TASK PROMPT: Please report each line of the data below that contains the word "sofa".

Region segmentation data:
━━━━

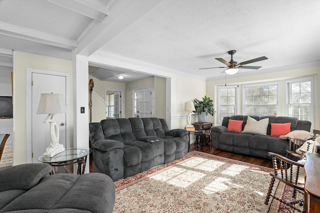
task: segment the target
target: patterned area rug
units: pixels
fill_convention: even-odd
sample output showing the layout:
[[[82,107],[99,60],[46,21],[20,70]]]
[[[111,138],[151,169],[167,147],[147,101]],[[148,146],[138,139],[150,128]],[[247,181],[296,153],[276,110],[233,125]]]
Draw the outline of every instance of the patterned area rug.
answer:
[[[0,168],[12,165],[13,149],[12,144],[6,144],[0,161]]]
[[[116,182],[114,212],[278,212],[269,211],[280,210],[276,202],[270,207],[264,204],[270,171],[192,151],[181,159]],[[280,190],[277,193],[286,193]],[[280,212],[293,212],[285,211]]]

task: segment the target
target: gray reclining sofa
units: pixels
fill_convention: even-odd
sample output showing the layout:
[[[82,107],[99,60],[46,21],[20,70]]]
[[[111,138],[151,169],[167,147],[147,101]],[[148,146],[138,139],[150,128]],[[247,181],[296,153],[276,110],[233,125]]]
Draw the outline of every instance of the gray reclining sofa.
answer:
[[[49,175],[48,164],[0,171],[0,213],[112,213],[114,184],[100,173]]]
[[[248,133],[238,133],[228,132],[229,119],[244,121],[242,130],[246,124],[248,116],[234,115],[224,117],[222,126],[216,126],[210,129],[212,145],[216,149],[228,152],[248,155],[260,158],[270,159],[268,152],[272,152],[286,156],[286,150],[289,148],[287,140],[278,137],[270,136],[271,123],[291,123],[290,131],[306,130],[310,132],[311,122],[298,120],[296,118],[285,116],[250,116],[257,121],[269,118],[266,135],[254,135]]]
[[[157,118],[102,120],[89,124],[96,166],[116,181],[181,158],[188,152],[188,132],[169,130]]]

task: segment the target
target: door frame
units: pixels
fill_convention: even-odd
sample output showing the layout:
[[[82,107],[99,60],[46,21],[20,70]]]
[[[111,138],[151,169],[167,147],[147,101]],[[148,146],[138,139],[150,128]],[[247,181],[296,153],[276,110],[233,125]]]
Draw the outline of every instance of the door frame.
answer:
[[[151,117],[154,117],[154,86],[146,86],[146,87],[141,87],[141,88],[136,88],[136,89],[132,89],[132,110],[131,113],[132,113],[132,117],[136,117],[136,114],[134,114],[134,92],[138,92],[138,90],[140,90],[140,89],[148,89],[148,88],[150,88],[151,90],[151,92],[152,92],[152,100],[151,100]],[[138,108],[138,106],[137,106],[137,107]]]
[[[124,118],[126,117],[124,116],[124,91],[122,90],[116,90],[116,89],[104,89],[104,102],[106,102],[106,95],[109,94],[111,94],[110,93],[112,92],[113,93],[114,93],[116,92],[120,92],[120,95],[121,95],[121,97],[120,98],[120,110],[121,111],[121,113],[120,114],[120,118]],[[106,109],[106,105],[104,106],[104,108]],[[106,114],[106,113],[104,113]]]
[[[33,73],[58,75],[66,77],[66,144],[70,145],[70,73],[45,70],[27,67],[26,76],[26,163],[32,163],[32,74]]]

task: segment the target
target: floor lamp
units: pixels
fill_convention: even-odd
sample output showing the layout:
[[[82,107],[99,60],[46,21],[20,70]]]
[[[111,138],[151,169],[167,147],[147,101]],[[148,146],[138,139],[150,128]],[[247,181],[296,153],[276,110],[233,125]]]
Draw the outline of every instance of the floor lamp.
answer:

━━━━

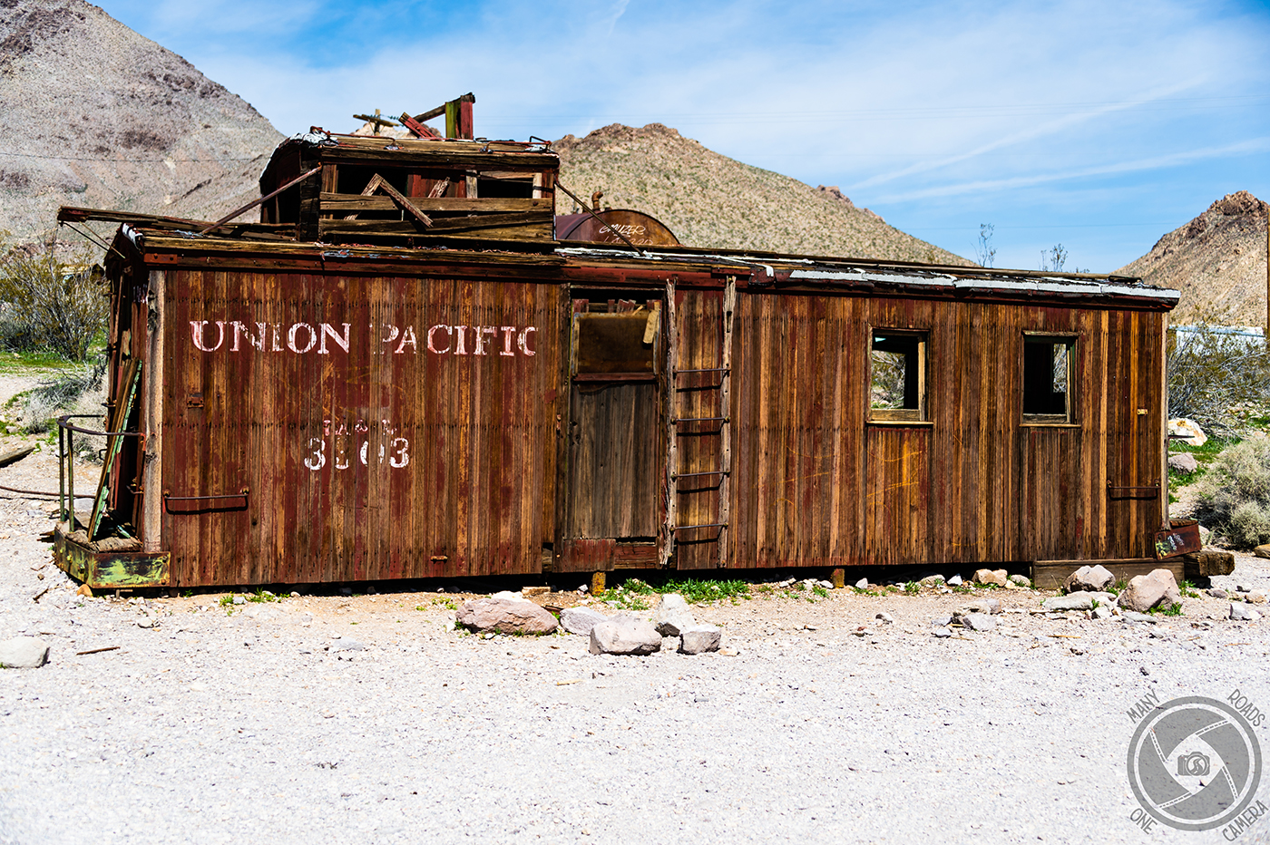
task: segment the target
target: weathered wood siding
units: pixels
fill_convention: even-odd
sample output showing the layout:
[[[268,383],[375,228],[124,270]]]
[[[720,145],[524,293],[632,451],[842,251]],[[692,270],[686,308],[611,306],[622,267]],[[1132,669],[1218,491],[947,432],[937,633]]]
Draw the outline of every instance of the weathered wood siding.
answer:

━━━━

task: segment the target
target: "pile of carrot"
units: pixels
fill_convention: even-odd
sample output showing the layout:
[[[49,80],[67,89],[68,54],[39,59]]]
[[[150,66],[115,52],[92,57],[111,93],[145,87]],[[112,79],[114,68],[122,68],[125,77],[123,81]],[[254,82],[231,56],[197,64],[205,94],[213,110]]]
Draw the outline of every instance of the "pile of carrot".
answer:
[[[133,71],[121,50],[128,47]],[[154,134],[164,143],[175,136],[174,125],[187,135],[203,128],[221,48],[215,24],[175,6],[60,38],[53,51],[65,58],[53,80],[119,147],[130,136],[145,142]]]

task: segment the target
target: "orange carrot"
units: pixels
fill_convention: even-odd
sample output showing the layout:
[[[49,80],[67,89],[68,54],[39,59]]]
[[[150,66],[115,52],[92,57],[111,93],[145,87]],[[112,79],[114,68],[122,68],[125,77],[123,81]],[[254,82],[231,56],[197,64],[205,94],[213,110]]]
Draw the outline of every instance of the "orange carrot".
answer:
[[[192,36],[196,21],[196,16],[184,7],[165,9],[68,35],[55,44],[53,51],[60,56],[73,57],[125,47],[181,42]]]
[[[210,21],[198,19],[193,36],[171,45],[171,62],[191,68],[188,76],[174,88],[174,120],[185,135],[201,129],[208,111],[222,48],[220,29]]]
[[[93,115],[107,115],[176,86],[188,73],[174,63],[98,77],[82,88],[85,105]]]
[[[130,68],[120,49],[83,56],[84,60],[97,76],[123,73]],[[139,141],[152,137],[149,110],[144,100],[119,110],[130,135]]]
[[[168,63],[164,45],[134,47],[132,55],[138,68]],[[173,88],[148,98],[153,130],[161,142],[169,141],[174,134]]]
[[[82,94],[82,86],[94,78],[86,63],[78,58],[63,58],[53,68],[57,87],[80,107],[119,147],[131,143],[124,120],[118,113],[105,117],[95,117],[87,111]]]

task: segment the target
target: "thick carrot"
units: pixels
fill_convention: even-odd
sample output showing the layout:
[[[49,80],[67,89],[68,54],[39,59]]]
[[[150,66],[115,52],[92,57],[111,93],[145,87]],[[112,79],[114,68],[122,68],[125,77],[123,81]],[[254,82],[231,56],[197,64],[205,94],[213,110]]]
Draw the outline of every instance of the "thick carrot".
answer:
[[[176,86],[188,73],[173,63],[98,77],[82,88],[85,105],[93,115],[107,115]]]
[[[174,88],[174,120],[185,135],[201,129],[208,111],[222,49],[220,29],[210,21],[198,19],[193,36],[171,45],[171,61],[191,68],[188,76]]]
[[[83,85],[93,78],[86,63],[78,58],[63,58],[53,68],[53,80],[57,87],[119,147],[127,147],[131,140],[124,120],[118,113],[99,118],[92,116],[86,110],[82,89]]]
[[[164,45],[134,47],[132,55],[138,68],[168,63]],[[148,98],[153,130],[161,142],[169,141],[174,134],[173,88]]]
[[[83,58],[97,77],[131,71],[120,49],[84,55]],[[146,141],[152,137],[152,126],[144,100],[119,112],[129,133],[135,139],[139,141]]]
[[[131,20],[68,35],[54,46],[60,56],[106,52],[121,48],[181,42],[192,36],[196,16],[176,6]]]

━━━━

OUTPUT OF THE TASK:
target: gray reclining sofa
Draw the outline of every instance of the gray reclining sofa.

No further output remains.